STATED PROBLEM 1: From the records below, extract every line that contains the string "military". Matching is case-sensitive.

Mike Gerdts wrote:
On 4/5/06, Darren Reed <[EMAIL PROTECTED]> wrote:
Program or suite of programs?
Should we try develop something for networking that has a similar
level of functionality to the tools for processes? pkill, pgrep, etc.
So rather than doing "ifconfig -a4 up", you might do something like:
ifgrep inet | ipadm up
Now I see where you are going with this. The ifgrep sounded kinda
hokey, but put into the context of pgrep et. al., I think I could grow
to like it.
In a previous message you suggested "ifconfig -a | ifgrep zone X". I
think that the "ifconfig -a |" should be implied. In other words, for
parallelism with the proc tools, it should be:
# ifgrep zone X
lo0:3
bge0:3
# ifgrep zone X | xargs ifconfig
lo0:3: flags=1000849<UP,LOOPBACK,RUNNING,MULTICAST,IPv4> mtu 8232 index 1
inet 127.0.0.1 netmask ff000000
zone X
bge0:3: flags=1000843<UP,BROADCAST,RUNNING,MULTICAST,IPv4> mtu 1500 index 2
inet 10.1.1.3 netmask ffffff00 broadcast 10.1.1.255
zone X
Similarly, the following commands should work:
ifgrep mtu 1500
ifgrep inet $(getent hosts $(uname -n | awk '{print $1}'))
ifgrep ether 8:0:20:60:C0:DE
And maybe the following:
ifgrep flag up
ifgrep flag deprecated
ifgrep flag noxmit
ifgrep flag ipv4
And in the spirit of grep options, be sure that -v inverts the
selection. Presumably combining multiple terms would be good as well.
And also multiple matches for each term, so you could do:
# ifgrep flag up,deprecated
meaning to show those that are either up or deprecated.
But what about both up and something else, like router?

STATED PROBLEM 2: Continue the discussion of a proposed ifgrep command for selecting network interfaces, starting right after its final sentence.

Bounding-box records:

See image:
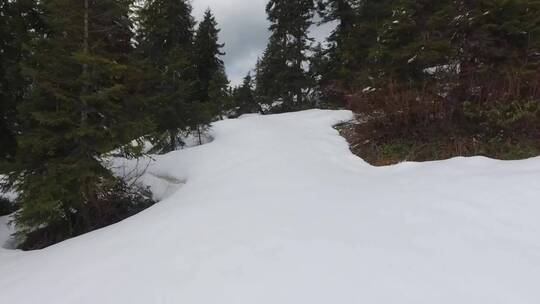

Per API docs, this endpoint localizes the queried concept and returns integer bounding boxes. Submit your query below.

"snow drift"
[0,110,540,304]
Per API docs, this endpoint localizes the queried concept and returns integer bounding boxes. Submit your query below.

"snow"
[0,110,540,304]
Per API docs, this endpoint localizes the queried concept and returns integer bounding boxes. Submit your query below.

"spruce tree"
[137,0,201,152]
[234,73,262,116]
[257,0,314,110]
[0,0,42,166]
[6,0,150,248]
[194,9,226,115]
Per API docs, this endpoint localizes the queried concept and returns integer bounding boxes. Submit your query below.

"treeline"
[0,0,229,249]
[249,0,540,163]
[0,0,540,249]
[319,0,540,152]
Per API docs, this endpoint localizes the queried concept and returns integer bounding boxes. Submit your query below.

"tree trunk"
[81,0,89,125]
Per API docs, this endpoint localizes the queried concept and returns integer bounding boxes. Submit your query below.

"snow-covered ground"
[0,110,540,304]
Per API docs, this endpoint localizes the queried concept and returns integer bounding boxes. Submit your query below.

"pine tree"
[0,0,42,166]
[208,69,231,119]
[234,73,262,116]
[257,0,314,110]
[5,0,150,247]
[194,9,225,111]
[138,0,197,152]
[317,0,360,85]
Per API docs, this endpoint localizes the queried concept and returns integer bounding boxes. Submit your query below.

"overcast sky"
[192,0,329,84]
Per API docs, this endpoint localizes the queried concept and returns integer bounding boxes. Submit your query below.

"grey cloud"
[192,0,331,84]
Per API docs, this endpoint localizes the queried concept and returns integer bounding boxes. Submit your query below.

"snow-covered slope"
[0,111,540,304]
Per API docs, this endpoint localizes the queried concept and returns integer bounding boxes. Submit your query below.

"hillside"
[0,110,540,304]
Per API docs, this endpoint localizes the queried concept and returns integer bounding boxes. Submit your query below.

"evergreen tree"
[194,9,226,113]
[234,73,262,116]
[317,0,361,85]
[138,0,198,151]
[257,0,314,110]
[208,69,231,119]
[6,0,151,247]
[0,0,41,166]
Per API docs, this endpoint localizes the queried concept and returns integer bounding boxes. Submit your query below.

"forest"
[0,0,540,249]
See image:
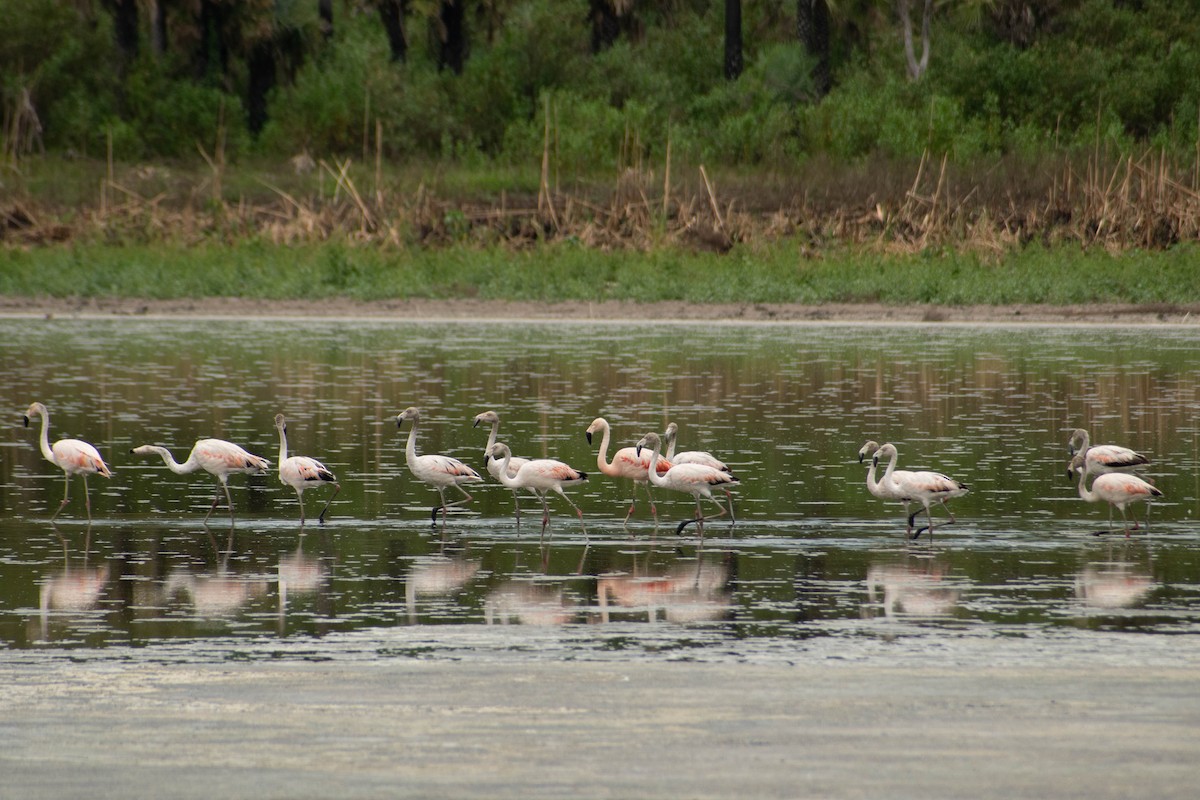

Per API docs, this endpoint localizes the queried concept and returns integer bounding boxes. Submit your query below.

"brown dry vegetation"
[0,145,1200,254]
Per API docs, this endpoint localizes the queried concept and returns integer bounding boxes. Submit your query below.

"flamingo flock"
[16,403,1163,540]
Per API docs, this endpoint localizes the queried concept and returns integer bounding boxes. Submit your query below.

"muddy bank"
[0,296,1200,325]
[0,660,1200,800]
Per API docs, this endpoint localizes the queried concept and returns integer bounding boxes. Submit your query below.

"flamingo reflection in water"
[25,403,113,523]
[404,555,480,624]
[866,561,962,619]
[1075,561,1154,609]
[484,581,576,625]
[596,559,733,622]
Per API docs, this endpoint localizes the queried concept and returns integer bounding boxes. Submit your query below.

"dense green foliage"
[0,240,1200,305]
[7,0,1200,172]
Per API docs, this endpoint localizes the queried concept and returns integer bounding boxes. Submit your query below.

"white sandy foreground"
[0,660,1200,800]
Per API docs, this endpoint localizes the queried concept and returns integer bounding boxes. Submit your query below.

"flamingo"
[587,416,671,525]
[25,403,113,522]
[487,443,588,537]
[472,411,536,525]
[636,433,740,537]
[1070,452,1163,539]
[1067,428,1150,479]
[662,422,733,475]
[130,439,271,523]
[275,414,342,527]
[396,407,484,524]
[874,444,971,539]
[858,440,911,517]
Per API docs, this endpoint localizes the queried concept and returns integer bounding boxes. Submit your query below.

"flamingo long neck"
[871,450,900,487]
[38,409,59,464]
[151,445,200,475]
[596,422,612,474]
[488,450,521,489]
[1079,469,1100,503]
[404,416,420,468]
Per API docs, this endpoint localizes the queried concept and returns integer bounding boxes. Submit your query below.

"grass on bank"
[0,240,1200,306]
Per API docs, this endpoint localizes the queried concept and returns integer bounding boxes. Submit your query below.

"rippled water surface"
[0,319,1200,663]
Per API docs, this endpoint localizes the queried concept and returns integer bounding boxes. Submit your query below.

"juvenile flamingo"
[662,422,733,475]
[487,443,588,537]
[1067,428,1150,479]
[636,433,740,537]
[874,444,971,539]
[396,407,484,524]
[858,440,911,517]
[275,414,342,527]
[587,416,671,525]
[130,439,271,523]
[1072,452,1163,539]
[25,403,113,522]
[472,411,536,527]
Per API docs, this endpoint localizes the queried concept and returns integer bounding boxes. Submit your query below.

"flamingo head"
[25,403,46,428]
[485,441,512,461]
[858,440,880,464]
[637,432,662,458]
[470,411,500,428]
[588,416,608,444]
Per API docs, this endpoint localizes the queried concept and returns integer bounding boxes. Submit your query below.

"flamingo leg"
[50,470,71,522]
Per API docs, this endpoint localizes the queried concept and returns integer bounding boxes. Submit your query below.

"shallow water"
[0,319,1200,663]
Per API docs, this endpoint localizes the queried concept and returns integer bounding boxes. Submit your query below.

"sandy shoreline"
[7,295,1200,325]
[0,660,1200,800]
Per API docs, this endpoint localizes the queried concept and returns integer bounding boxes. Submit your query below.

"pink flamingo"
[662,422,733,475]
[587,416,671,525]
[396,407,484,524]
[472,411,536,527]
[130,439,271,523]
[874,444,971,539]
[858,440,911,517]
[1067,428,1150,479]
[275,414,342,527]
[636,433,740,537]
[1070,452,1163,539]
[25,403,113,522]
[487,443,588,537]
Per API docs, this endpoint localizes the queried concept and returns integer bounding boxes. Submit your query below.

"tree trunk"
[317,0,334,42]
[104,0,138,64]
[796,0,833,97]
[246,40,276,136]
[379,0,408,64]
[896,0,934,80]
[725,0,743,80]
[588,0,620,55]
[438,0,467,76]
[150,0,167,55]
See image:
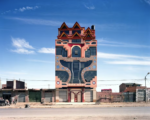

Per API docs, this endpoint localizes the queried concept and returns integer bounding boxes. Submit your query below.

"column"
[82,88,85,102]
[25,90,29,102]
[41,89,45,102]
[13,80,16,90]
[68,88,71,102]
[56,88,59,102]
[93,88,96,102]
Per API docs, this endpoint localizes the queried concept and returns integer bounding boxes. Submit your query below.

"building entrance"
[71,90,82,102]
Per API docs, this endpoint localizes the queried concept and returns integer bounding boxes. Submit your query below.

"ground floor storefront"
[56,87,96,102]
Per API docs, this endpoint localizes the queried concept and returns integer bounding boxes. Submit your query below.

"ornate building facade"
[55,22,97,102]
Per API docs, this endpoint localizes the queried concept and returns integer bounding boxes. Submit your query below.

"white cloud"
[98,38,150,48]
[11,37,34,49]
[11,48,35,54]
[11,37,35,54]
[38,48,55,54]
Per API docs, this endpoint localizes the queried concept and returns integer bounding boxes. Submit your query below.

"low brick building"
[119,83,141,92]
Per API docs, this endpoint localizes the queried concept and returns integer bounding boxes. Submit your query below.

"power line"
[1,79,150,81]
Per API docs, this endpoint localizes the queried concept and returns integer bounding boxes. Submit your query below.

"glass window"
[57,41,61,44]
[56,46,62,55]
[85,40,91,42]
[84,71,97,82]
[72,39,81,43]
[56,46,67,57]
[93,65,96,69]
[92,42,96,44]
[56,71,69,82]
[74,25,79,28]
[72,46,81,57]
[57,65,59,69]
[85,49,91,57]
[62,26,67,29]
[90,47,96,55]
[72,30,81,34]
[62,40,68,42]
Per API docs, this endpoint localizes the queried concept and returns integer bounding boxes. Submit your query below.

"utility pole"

==

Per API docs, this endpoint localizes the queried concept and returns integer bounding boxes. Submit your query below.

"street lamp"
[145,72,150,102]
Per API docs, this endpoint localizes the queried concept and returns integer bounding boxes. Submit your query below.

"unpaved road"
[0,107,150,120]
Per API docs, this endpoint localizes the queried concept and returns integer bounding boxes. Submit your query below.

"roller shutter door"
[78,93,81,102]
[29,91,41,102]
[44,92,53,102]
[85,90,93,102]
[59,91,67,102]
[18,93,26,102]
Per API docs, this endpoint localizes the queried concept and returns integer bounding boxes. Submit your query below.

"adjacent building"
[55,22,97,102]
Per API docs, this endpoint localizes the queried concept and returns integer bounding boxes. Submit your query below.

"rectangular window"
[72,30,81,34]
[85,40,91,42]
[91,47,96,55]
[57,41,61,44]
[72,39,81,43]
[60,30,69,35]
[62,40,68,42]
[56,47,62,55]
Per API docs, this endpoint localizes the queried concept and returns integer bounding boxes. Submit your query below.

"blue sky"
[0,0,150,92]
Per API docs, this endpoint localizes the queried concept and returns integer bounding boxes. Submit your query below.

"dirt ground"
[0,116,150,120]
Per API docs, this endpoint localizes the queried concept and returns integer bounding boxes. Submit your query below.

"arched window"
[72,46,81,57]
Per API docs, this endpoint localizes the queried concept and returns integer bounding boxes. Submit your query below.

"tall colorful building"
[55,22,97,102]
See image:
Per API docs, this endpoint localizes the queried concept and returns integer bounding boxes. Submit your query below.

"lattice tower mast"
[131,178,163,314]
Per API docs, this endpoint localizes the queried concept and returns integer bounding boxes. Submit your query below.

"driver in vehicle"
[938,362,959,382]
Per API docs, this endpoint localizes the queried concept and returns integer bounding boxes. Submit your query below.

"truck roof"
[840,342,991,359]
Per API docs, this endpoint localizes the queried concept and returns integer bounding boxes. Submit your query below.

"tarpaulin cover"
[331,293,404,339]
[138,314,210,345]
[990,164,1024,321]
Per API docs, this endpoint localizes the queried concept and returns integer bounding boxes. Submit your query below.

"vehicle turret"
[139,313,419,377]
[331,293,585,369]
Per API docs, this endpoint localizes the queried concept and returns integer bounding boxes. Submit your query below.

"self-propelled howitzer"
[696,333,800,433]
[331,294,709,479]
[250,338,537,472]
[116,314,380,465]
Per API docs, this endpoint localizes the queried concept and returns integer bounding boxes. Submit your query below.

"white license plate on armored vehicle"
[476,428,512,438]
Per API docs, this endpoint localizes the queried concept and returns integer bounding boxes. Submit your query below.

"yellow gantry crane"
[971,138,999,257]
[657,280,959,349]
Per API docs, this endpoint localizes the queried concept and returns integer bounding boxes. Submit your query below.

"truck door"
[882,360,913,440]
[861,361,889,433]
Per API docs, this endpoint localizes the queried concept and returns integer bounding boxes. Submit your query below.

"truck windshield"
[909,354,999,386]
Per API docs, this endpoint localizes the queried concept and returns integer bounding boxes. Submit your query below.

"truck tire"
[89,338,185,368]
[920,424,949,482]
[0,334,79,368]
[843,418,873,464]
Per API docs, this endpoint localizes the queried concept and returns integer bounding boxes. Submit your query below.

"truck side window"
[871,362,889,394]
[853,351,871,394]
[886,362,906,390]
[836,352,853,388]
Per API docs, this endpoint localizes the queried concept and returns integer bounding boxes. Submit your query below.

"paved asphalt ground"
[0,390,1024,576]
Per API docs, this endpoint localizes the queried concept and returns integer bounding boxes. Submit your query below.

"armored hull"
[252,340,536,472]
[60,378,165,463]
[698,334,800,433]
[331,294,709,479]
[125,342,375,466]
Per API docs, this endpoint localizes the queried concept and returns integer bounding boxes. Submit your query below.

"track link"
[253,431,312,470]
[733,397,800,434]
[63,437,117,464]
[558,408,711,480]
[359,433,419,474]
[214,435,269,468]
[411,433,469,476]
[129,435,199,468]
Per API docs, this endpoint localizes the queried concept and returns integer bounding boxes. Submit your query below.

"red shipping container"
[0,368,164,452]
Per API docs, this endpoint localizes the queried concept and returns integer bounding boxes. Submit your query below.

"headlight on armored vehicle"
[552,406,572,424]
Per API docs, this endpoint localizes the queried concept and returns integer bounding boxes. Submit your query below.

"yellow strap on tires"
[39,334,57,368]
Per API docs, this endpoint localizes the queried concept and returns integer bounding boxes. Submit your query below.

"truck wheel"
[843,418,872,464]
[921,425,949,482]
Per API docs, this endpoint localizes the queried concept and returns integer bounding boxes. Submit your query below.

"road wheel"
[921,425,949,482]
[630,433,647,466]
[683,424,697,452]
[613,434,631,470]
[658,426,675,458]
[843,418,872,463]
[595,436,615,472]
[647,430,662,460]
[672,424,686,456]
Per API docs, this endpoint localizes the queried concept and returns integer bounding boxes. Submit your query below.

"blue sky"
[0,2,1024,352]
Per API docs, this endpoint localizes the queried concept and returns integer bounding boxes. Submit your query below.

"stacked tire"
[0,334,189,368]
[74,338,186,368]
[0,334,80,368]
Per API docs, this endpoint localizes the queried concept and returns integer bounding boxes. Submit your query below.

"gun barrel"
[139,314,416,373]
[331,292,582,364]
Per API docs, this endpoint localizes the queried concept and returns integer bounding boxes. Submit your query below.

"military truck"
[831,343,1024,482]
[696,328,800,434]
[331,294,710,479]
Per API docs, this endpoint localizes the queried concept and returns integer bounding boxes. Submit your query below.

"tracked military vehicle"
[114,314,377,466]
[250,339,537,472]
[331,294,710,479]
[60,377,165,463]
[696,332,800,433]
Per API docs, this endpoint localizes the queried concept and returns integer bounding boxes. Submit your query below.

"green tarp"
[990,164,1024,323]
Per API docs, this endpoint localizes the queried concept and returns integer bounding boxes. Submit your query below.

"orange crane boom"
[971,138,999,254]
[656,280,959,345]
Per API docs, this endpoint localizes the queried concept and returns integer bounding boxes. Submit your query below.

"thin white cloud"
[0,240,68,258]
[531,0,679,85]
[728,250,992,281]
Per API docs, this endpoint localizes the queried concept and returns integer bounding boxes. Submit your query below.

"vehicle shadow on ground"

RESULT 1:
"military truck"
"tracked military vehicle"

RESULT 2:
Maybe:
# ifgrep flag up flag router
or
# ifgrep flag up+router,down-ipv4
...or is that getting too complex? Especially if you were to do:
# ifgrep -v flag up+router,down-ipv4
As it would be the same as:
# ifgrep flag router-up,ipv4-down
With tunnels and IPMP devices and whatever else, is there room
for an "iftree" that might show you:
inet
lo0
hme0
ipmp0
tun0
hme1
ipmp0
ipmp0
tun1
inet6
lo0
hme0
hme1
Rather than rely on ifconfig to dump out all of the interface's
output, why not an "ifshow", so I can do:
# ifgrep inet name :0 | xargs ifshow -o name,address,mask,state
and get as output:
NAME ADDRESS MASK STATE
hme0 10.1.1.1 255.255.255.0 UP
ppp0 201.1.1.1 255.255.255.255 DOWN
A script might do:
nics=$(ifgrep inet)
for nicname in $nics; do
addr=$(ifshow -h -o address $nicname)
eval `echo nic_$nicname=$addr`
done
What about changing details of a network interface?
Are commands like "ifup" and "ifdown" useful?
Or should it be something like "ifset"?
The equivalent of "ifconfig -a up" might be:
# ifgrep | xargs ifset up
or to set the IP address of hme0:
# ifset address `cat /etc/hostname.hme0` hme0
hmmm, not sure about that one....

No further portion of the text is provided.